Input for this task start

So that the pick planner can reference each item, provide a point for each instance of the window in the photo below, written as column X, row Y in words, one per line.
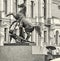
column 57, row 35
column 32, row 3
column 16, row 5
column 45, row 36
column 0, row 15
column 5, row 6
column 5, row 33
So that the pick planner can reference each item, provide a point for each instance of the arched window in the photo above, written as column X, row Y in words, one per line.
column 57, row 35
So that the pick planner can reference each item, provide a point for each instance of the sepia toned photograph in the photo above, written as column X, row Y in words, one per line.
column 29, row 30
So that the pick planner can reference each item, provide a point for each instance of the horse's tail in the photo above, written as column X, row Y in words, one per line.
column 38, row 29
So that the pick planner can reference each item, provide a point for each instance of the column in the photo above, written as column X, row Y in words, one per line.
column 40, row 19
column 49, row 20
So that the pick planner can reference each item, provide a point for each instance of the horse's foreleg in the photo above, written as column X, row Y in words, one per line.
column 28, row 36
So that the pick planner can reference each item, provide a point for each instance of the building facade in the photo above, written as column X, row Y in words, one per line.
column 44, row 13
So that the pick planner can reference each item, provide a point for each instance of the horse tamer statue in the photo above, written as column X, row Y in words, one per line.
column 22, row 23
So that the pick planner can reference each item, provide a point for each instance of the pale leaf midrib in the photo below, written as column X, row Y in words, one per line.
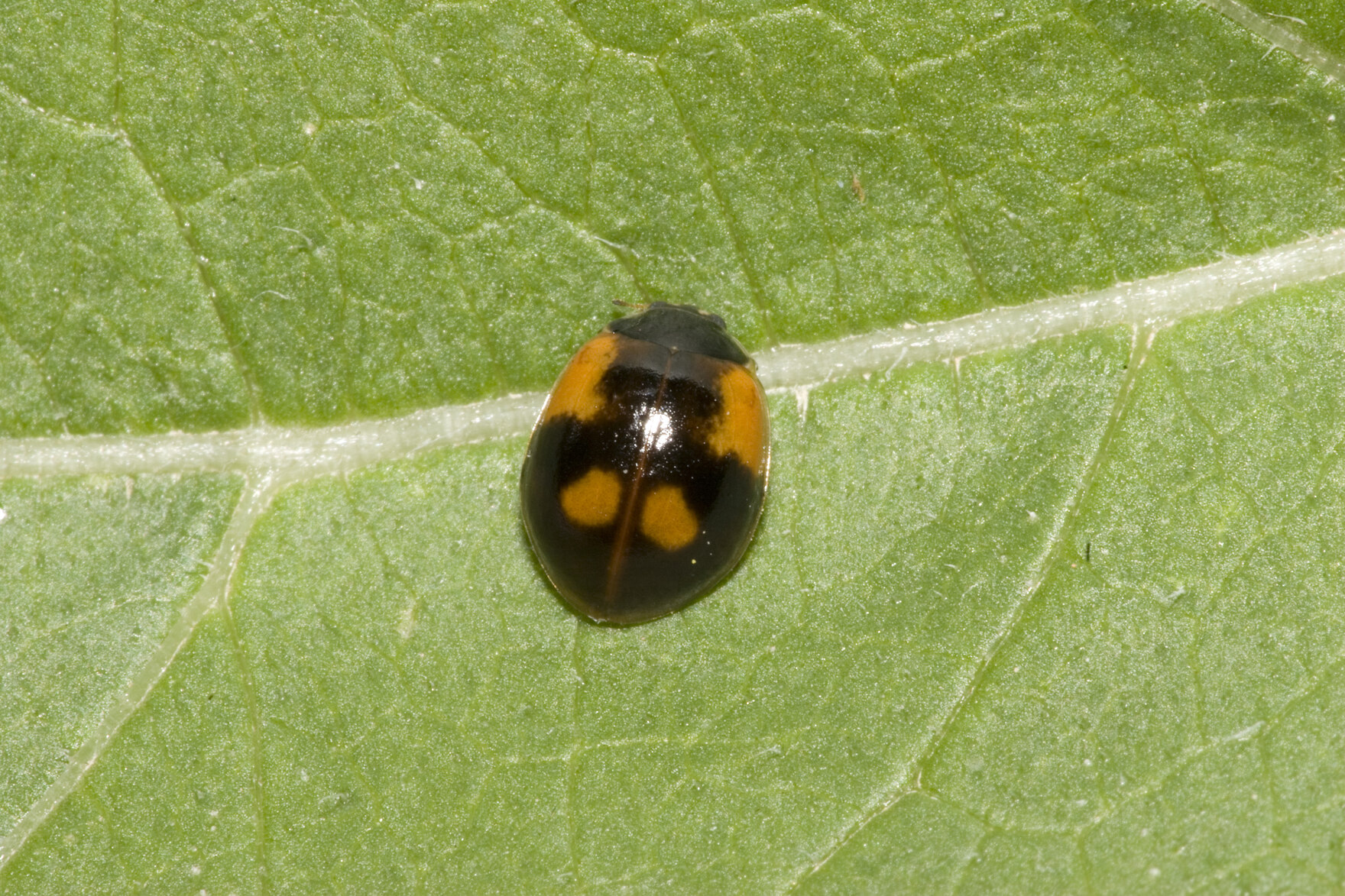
column 299, row 454
column 1281, row 38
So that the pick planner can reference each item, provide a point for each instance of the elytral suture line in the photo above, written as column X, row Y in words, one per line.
column 272, row 458
column 299, row 454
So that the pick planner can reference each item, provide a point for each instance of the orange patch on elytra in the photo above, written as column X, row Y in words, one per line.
column 594, row 498
column 667, row 521
column 576, row 392
column 740, row 427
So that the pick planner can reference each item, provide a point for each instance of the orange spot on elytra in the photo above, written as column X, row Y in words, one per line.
column 667, row 521
column 740, row 427
column 592, row 500
column 576, row 392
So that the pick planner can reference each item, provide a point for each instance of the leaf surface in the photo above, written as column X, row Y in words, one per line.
column 1060, row 615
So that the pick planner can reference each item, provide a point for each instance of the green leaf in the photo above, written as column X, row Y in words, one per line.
column 1044, row 600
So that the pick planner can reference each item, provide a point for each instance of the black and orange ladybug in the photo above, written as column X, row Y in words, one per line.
column 647, row 468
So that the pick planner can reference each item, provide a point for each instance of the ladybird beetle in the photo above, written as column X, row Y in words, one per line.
column 647, row 467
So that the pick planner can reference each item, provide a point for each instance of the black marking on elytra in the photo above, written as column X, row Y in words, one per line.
column 721, row 491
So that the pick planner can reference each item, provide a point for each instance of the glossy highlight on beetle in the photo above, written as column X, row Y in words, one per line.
column 647, row 470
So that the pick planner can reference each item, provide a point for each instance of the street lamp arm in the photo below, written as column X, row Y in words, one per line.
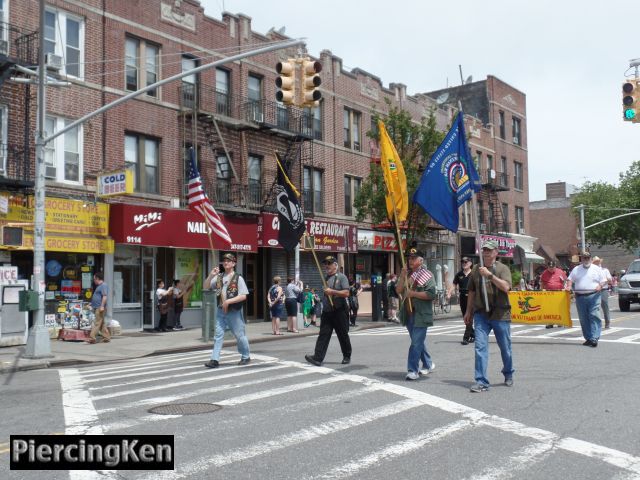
column 612, row 218
column 178, row 76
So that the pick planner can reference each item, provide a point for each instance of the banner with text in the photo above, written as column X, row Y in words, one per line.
column 540, row 307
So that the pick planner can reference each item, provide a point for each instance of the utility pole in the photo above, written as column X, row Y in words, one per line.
column 38, row 342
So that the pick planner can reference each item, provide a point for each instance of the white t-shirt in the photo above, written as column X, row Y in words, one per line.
column 586, row 280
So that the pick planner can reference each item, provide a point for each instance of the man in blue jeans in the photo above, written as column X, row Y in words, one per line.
column 497, row 278
column 231, row 291
column 418, row 288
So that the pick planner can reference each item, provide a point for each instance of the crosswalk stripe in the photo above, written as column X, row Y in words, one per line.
column 295, row 438
column 201, row 371
column 520, row 461
column 213, row 378
column 393, row 451
column 203, row 391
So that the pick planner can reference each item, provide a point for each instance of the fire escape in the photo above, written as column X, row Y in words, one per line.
column 18, row 48
column 491, row 214
column 225, row 124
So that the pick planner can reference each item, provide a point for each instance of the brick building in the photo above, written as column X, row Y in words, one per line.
column 106, row 49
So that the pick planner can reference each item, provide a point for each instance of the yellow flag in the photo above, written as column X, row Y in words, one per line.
column 393, row 171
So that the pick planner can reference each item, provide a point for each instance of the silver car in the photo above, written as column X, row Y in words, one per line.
column 629, row 287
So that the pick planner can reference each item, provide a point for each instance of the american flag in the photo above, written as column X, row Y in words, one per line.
column 200, row 203
column 420, row 277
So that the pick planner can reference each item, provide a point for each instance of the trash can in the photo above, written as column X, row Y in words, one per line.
column 377, row 297
column 209, row 306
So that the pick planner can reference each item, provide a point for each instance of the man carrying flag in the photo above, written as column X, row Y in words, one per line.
column 449, row 179
column 199, row 202
column 290, row 216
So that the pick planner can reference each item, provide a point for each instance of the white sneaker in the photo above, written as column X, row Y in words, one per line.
column 412, row 376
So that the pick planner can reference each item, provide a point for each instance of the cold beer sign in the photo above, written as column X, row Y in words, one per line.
column 115, row 183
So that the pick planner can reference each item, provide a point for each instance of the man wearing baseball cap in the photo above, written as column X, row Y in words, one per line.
column 335, row 314
column 497, row 317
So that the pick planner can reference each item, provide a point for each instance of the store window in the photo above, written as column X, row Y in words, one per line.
column 127, row 276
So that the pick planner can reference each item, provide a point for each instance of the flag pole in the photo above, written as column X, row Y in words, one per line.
column 312, row 245
column 474, row 206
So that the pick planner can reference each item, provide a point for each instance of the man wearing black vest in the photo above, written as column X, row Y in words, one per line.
column 231, row 291
column 335, row 314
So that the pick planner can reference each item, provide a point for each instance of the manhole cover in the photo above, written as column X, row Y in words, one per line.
column 184, row 408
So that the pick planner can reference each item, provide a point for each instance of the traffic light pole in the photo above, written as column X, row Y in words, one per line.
column 38, row 342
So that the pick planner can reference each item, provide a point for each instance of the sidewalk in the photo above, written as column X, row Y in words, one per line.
column 135, row 344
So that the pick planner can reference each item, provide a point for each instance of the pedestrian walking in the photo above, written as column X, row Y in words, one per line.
column 497, row 278
column 231, row 290
column 604, row 293
column 418, row 288
column 587, row 280
column 178, row 303
column 275, row 299
column 355, row 289
column 162, row 299
column 461, row 283
column 291, row 294
column 553, row 278
column 335, row 315
column 394, row 299
column 99, row 301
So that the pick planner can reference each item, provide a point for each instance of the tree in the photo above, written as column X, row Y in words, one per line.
column 603, row 200
column 415, row 143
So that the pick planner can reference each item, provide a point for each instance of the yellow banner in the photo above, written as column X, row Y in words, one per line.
column 62, row 215
column 61, row 243
column 540, row 307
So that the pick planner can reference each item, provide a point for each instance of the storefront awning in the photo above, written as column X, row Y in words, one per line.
column 533, row 257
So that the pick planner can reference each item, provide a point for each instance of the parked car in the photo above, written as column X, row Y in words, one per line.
column 629, row 287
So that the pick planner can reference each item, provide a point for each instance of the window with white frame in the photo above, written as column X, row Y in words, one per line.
column 63, row 154
column 142, row 155
column 141, row 65
column 519, row 220
column 64, row 37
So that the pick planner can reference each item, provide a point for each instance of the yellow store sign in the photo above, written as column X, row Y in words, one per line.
column 61, row 243
column 540, row 307
column 62, row 215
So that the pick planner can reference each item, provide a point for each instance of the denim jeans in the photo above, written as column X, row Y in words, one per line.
column 502, row 331
column 232, row 320
column 589, row 314
column 418, row 348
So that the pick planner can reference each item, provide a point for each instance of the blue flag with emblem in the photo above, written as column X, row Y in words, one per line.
column 449, row 179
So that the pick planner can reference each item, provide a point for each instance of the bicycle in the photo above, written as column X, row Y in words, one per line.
column 441, row 303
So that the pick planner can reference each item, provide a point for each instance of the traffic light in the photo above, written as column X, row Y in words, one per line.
column 310, row 82
column 630, row 105
column 286, row 82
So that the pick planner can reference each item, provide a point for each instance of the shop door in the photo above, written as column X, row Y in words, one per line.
column 251, row 281
column 148, row 293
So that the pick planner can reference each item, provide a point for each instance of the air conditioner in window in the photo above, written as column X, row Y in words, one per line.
column 257, row 116
column 50, row 171
column 53, row 61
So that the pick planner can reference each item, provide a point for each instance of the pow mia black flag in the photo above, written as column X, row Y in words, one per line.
column 290, row 216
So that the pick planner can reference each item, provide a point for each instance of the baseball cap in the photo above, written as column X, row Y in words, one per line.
column 490, row 244
column 229, row 256
column 329, row 259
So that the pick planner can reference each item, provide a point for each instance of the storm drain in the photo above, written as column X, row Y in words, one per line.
column 184, row 408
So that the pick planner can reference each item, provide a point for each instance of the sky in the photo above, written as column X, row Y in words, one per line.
column 570, row 58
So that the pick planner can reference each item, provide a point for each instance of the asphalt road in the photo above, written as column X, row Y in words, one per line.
column 572, row 413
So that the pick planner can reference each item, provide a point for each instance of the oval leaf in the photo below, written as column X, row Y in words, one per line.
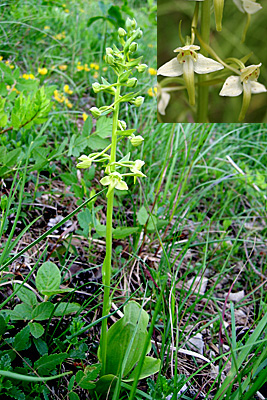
column 48, row 277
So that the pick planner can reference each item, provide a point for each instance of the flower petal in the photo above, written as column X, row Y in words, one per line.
column 204, row 65
column 257, row 87
column 239, row 5
column 189, row 47
column 232, row 87
column 163, row 101
column 171, row 68
column 121, row 185
column 251, row 7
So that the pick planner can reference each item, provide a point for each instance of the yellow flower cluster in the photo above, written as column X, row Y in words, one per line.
column 42, row 71
column 62, row 99
column 60, row 36
column 9, row 65
column 82, row 67
column 152, row 71
column 28, row 76
column 67, row 89
column 13, row 89
column 152, row 92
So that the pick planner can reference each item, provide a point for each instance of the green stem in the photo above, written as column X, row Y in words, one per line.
column 106, row 269
column 203, row 91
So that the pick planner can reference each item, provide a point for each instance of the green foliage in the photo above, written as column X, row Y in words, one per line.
column 125, row 342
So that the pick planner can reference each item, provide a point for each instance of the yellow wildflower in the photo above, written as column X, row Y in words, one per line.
column 60, row 36
column 152, row 71
column 9, row 65
column 28, row 76
column 95, row 66
column 152, row 92
column 59, row 97
column 42, row 71
column 68, row 103
column 67, row 89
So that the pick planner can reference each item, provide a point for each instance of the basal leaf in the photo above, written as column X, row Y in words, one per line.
column 66, row 308
column 22, row 338
column 36, row 329
column 26, row 295
column 48, row 277
column 42, row 311
column 47, row 363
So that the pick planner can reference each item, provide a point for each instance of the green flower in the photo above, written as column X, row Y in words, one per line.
column 114, row 181
column 246, row 83
column 187, row 63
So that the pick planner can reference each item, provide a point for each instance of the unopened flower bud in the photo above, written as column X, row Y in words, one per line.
column 132, row 82
column 138, row 101
column 121, row 32
column 133, row 47
column 122, row 124
column 141, row 67
column 136, row 140
column 96, row 87
column 140, row 34
column 95, row 111
column 134, row 23
column 109, row 59
column 104, row 108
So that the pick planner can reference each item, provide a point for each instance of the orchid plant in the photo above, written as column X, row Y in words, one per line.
column 123, row 64
column 192, row 60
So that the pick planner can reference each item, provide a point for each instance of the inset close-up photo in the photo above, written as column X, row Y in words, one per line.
column 211, row 61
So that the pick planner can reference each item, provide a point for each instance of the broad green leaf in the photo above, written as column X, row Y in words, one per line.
column 151, row 366
column 21, row 312
column 47, row 363
column 36, row 329
column 26, row 295
column 66, row 308
column 126, row 339
column 96, row 142
column 122, row 232
column 22, row 338
column 73, row 396
column 84, row 379
column 48, row 277
column 142, row 215
column 68, row 178
column 42, row 311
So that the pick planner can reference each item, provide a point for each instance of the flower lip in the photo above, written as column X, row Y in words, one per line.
column 250, row 73
column 190, row 47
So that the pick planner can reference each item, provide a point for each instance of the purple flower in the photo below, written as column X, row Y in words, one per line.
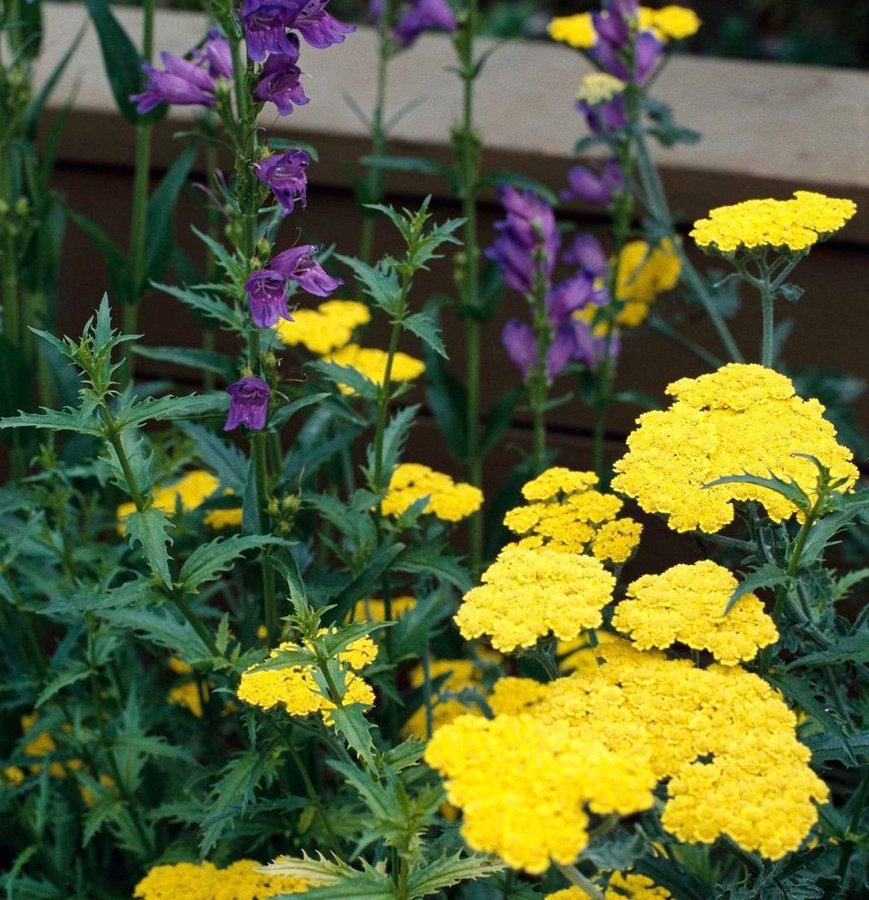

Input for this task end

◆ **Required work**: Write out exactly the lines beginning with the line that holds "the flower lip" and ending with the final line of the data, both ends included, without the pictures.

◆ **Final answer**:
So that the pick planner can reference each item, provide a point for each instance of the flower lip in the photo above, written as column X, row Y in words, one per line.
column 250, row 73
column 190, row 47
So that the pick planner can reference each item, provide a point for each instance of the purple flower in the photo below, written as column X, row Y in words, one per line.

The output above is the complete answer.